It’s no accident that Stephen King is one of the most heavily-adapted writers in history. From fantasy epics and small-town horrors to psychological thrillers and far-out sci-fi romps, there’s a King story for everyone.
It certainly helps that King is also one of the most prolific writers around. Since 1974, with the publication of Carrie, King has published 58 novels and more than 200 short stories, winning an entire Wikipedia page of awards and earning himself the title of The King Of Horror. The man has been giving us nightmares for as long as we can remember and there’s no sign of him slowing down yet.
With influences ranging from writers like Richard Matheson, Edgar Allan Poe and H.P Lovecraft to Hollywood B-movies, 50’s anthology shows and midwest Americana, King’s style has always been uniquely cinematic – lending itself naturally to dozens of screen adaptations over the last four decades including classics like Carrie, The Shining, The Dead Zone, Misery, The Shawshank Redemption, The Mist and, most recently, It.
But he’s not done yet…

Creepshow
Remember when King was turned into a plant monster from outer space? The original Creepshow, a collaboration between King and George A. Romero (Dawn of the Dead), proved to be a match made in (scary) heaven.
An homage to classic EC and DC horror comics, Romero and King created a horror anthology movie masterpiece that still stands as one of the best in the genre. A sequel was made in 1987 (and another, awful, one was made in 2007 without any involvement from King or Romero), but The Walking Dead creator Greg Nicotero is now turning it into a new horror anthology TV show for AMC’s streaming service, Shudder.
Each episode will have different writers and directors, with Nicotero helming the first story as well as serving as showrunner and special effects guru – with all creature and make-up effects provided by his company, KNB.
“Creepshow is very close to my heart!” said Nicotero last month. “It is one of those titles that embraces the true spirit of horror… thrills and chills celebrated in one of its truest art forms, the comic book come to life! I’m honored to continue the tradition in the ‘spirit’ in which it was created”.
The show is in development now, and is set to premiere sometime in 2019.

Doctor Sleep
The adaptation of King’s sequel to The Shining is due out on Jan. 24, 2020. The film is directed by horror auteur Mike Flanagan, who helmed Oculus and Hush, and who recently directed another King adaptation on Netflix, Gerald’s Game.
Doctor Sleep was written in 2013, 36 years after the publication of The Shining, and stars Danny Torrance as a grown man still coping with the aftermath of what happened at the Overlook Hotel. Like his father, Dan struggles with alcoholism and anger management, but eventually gives up drinking and settles down in New Hampshire. He develops a psychic link with a 12-year-old girl named Abra Stone, who is even stronger in “the shining” than he is. Over the course of the novel, Dan discovers that Abra is being hunted by a tribe of psychic vampires who want to feed off of her lifeforce, and it’s up to him to protect her.

Records:
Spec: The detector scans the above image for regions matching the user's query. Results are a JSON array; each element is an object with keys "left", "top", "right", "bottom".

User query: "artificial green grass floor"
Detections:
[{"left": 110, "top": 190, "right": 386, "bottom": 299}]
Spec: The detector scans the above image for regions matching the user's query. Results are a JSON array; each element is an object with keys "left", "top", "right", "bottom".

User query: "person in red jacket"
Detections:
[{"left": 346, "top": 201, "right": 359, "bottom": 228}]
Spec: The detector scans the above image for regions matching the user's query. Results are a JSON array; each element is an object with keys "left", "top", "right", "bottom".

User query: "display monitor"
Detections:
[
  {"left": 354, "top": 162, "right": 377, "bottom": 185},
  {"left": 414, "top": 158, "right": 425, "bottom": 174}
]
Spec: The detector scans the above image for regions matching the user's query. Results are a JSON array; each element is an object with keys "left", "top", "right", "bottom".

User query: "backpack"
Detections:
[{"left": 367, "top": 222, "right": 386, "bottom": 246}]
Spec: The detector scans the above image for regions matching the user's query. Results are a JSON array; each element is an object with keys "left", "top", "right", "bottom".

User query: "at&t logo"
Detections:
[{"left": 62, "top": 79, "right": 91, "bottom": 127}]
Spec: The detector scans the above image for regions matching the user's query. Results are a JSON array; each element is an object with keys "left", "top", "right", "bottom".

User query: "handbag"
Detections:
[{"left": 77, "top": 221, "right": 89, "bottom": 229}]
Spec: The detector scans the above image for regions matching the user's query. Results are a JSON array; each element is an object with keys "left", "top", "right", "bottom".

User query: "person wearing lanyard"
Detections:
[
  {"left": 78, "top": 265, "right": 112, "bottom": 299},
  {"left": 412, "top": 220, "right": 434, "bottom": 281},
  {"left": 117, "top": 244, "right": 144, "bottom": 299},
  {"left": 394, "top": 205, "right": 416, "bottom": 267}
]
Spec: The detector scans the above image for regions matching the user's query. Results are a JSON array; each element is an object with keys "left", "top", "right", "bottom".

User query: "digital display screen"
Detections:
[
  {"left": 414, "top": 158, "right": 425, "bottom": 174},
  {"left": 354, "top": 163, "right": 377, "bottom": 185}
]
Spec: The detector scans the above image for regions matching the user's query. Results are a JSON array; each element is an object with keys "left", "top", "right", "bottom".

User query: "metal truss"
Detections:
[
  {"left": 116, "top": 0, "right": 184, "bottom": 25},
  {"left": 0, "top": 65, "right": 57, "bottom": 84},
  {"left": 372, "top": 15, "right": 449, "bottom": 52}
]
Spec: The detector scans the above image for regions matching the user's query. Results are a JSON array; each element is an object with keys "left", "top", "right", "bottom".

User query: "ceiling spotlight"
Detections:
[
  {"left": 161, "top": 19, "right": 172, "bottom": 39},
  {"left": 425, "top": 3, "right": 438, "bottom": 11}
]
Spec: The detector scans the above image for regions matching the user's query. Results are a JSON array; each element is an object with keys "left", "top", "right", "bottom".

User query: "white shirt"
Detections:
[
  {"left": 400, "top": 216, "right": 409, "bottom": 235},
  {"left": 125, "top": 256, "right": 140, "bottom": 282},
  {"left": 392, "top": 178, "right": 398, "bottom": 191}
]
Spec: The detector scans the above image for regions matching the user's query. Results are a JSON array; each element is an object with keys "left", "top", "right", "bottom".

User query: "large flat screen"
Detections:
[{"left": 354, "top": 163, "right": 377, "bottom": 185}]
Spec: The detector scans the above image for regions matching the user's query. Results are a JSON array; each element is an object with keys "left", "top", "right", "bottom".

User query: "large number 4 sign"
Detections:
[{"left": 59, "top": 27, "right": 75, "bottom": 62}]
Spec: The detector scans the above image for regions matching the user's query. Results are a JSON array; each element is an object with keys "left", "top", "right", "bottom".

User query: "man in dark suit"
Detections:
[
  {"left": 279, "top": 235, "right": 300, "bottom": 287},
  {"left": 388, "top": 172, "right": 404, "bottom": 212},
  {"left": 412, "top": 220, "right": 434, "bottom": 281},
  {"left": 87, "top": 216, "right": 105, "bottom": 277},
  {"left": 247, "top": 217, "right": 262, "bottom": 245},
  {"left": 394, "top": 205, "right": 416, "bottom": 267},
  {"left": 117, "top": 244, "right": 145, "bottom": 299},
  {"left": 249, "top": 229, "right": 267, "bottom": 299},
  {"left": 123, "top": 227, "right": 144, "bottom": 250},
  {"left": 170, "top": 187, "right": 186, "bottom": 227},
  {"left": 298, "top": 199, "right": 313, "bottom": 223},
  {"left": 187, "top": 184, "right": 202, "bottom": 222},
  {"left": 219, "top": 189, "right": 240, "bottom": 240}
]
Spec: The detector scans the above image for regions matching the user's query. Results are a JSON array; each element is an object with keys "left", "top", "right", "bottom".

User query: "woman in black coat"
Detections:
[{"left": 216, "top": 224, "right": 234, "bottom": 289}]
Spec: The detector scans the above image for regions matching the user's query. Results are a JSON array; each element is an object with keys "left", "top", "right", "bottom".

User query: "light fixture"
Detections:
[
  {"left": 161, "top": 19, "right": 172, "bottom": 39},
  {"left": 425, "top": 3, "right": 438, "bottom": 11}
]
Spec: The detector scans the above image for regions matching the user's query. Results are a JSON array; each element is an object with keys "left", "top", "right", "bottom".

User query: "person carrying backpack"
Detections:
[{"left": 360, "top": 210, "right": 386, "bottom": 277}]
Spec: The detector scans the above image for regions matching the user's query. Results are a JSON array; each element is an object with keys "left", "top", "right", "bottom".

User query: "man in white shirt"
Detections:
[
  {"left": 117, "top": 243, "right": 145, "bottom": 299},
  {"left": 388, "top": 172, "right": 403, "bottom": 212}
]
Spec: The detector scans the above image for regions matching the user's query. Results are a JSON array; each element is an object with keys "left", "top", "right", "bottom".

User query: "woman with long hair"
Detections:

Requests:
1. How many lines of the records contain the string "display", matching case exactly? Reply with the number alone.
2. Can you continue the article on Stephen King screen adaptations from its final sentence?

Answers to each task:
1. 2

2.
Ewan McGregor has been cast as Danny, alongside Rebecca Ferguson as the villainous Rose the Hat, with Zahn McClarnon (Westworld, Fargo) as her right hand man, Crow Daddy.
Crucially, Doctor Sleep marks the arrival of a potential “Shining Trilogy” from Warner Bros., which is also reportedly still producing The Overlook Hotel, although that seems to have completely stalled since it was first announced back in 2015.

Firestarter
This isn’t the first time a girl discovers she has crazy powers in a King novel nor would this be the first Firestarter film – the original starred little Drew Barrymore back in 1984. The remake is currently in pre-production with Fatih Akin at the helm, following up his Golden Globe winner In the Fade.
The story is about a father and daughter with unnatural powers foisted on them by a secret government organization called The Shop. The duo escape, and The Shop wants them back so they can carry on meddling.
The Shop turn up in several of King’s works, which could make the film another vital part of the expanded Stephen King cinematic universe. The idea for the new adaptation is to give the film more edge than the original – with rumours already of a potential franchise.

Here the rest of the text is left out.